Skip to Navigation
University of Pittsburgh
Print This Page Print this pages

January 7, 1999

Dickson Prize awarded

Molecular biologist James E. Darnell Jr. has won the 1998-99 Dickson Prize in Medicine for significant, progressive contributions to the field of medicine.

Darnell is the Vincent Astor Professor and head of the Laboratory of Molecular Cell Biology at The Rockefeller University.

He will lecture on "The STATs: A Tale of How Basic Biological Studies Reveal Clinical Opportunities" at 4 p.m. Jan. 11 in lecture room 6 of Scaife Hall. A reception will follow.

On Jan. 12 at 9 a.m., Darnell will give a seminar, "The STATs: Signaling Genes From the Cell Surface," in lecture room 5 of Scaife Hall.

For 40 years, Darnell has conducted research into the way cells retrieve information from the DNA that makes up the genes in the cell nucleus.

Perhaps the most far-reaching results from Darnell's lab began with research in the 1980s that culminated in 1992 with the discovery of a direct signaling pathway from the cell surface to genes in the nucleus.

Darnell's group discovered that a set of dual function proteins they named STATs (Signal Tranducers and Activators of Transcription) remain quiescent in the cell until circulating polypeptides bind to their specific cell surface receptors. Specific STATs then are activated, pair and travel to the nucleus to turn on appropriate genes. This discovery has led to a flurry of research into the ways cells receive signals to become and remain specialized, to respond to growth factors, and to deal with infection.

The Dickson Prize in Medicine, awarded by Pitt, and the Dickson Prize in Science, awarded by Carnegie Mellon, honor the nation's outstanding leaders in medicine and science. The awards were established in 1969 by the estates of Joseph Z. Dickson, a physician and surgeon in Pittsburgh for 61 years, and his wife Agnes Fischer Dickson, a nursing professional.

□ □ □ □ □

▶ Tasks and exercises:
1. According to the Dickson Prize announcement, in what year did Darnell's lab discover a direct signaling pathway from the cell surface to genes in the nucleus?
2. List the ways cells receive signals for that the Dickson Prize announcement says the STAT discovery spurred research into.

Dataset items:
□ □ □ □ □

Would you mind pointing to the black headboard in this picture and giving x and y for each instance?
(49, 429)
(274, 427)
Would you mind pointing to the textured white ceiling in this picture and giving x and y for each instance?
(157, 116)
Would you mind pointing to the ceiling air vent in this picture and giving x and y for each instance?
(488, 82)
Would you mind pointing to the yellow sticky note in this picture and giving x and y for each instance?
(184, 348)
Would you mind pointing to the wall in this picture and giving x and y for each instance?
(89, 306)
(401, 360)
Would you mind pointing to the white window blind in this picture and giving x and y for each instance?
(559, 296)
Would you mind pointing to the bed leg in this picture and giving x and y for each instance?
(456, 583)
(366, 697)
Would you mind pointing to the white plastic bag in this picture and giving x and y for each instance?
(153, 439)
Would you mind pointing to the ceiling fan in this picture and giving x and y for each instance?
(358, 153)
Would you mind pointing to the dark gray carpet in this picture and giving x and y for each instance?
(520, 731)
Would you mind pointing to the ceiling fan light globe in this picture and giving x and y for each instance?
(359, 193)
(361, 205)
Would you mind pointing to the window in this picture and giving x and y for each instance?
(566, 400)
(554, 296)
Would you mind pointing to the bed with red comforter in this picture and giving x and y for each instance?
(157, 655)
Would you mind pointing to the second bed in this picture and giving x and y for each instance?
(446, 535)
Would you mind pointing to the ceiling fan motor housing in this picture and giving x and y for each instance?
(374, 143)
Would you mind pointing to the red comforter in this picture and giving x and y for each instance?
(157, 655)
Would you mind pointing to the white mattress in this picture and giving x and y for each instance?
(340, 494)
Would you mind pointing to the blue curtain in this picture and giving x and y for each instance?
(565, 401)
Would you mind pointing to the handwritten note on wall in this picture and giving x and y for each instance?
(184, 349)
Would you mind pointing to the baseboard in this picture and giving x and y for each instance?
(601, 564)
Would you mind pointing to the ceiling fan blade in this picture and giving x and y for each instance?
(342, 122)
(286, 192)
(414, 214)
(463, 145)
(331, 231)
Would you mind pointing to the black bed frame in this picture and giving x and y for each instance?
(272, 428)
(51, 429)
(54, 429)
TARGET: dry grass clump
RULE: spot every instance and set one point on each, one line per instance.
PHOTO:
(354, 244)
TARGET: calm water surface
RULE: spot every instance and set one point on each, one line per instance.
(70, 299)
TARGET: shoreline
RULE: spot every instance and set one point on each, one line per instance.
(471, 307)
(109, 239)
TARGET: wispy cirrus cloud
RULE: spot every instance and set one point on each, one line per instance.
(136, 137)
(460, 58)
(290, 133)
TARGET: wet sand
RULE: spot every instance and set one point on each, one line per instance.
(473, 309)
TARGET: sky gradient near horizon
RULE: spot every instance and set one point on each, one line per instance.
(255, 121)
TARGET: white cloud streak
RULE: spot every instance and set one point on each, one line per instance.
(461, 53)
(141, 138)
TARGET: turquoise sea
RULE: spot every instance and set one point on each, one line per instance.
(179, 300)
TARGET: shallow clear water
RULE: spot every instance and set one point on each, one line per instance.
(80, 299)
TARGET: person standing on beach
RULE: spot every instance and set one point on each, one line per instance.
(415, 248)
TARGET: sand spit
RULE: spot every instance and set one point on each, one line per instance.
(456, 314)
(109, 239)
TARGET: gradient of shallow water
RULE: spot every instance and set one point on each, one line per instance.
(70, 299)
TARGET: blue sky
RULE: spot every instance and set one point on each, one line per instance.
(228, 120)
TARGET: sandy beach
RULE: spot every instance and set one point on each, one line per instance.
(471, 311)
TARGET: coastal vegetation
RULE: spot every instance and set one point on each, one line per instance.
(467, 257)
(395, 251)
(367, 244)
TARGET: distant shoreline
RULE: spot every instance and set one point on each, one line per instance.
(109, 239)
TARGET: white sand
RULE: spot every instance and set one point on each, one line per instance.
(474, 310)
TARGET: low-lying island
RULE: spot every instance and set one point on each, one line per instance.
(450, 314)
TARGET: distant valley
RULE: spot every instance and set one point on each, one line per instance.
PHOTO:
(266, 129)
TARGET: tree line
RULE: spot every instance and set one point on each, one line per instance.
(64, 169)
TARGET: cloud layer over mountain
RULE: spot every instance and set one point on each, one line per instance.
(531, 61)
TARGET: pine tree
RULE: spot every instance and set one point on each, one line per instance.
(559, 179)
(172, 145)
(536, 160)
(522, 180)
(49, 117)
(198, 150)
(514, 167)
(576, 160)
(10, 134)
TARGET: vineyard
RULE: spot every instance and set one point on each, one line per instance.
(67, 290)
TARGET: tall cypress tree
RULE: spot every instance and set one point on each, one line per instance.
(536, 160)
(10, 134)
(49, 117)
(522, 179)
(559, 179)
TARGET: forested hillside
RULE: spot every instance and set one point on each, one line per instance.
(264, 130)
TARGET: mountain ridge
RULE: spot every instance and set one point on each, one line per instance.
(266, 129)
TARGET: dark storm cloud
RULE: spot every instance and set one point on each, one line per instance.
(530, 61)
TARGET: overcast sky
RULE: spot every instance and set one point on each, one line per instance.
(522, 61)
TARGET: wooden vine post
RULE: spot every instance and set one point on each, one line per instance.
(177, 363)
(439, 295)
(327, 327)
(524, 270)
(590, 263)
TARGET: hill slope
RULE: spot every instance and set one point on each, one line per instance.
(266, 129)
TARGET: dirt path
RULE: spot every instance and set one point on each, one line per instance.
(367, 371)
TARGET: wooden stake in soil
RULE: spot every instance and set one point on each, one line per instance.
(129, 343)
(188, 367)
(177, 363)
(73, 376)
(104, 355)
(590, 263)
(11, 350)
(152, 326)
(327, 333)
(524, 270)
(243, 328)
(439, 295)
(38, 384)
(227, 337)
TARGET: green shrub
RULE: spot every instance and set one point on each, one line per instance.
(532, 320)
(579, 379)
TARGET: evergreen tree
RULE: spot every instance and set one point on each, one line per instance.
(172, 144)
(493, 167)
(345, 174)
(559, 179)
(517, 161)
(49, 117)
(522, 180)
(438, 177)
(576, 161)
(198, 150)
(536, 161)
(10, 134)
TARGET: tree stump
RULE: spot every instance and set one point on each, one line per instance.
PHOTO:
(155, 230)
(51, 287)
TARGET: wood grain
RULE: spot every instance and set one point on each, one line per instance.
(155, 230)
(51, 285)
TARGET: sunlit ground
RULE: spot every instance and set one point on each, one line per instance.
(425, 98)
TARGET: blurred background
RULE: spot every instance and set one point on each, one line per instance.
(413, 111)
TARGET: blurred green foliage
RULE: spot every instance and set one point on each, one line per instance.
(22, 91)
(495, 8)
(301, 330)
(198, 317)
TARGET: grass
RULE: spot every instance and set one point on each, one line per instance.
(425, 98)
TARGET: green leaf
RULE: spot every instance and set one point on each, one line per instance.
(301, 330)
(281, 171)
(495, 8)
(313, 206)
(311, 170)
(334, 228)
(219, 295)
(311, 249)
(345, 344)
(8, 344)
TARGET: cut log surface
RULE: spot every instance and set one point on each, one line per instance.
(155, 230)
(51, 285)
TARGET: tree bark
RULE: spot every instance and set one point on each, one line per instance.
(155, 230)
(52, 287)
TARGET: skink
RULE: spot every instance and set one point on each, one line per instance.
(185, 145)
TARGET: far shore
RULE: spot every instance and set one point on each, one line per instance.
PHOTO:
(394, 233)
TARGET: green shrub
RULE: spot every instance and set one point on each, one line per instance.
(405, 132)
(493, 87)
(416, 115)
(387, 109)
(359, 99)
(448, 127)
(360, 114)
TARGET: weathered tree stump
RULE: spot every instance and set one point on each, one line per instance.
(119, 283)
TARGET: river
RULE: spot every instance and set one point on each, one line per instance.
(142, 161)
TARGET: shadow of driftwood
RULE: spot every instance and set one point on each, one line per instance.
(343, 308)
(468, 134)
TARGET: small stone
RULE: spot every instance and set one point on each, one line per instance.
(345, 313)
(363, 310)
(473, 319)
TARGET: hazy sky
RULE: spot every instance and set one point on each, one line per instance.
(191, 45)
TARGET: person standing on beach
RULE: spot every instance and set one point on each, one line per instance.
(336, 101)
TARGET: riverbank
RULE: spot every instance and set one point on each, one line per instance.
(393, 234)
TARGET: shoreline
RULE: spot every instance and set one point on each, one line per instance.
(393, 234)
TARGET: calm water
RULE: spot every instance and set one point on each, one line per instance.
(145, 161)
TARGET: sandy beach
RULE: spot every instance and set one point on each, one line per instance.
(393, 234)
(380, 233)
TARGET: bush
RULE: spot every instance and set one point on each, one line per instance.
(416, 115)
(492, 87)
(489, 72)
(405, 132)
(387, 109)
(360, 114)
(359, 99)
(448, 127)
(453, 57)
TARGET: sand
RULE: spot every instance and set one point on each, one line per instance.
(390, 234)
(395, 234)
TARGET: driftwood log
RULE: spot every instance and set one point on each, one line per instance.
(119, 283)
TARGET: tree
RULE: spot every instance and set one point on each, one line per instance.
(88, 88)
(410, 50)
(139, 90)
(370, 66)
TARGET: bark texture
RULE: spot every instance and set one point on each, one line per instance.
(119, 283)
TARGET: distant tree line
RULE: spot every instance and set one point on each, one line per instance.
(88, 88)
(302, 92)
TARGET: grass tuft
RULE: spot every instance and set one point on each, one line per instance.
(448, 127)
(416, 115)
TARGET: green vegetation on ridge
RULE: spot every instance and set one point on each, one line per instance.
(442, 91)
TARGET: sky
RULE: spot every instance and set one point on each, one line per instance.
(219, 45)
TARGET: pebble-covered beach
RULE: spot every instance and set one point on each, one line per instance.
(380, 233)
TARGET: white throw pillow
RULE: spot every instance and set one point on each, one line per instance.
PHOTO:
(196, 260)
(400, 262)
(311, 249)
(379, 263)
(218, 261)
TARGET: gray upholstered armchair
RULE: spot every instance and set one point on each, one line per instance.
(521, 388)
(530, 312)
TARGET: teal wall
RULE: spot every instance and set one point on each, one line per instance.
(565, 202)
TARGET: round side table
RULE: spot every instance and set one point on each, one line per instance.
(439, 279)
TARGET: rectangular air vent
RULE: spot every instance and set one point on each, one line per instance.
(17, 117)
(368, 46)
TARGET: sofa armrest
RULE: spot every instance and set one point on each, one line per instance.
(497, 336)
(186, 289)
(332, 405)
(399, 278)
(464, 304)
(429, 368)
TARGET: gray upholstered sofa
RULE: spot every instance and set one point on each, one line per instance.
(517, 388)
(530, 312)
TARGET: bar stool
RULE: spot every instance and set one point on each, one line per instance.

□ □ □ □ □

▶ Answer set:
1. 1992

2.
- To become and remain specialized
- To respond to growth factors
- To deal with infection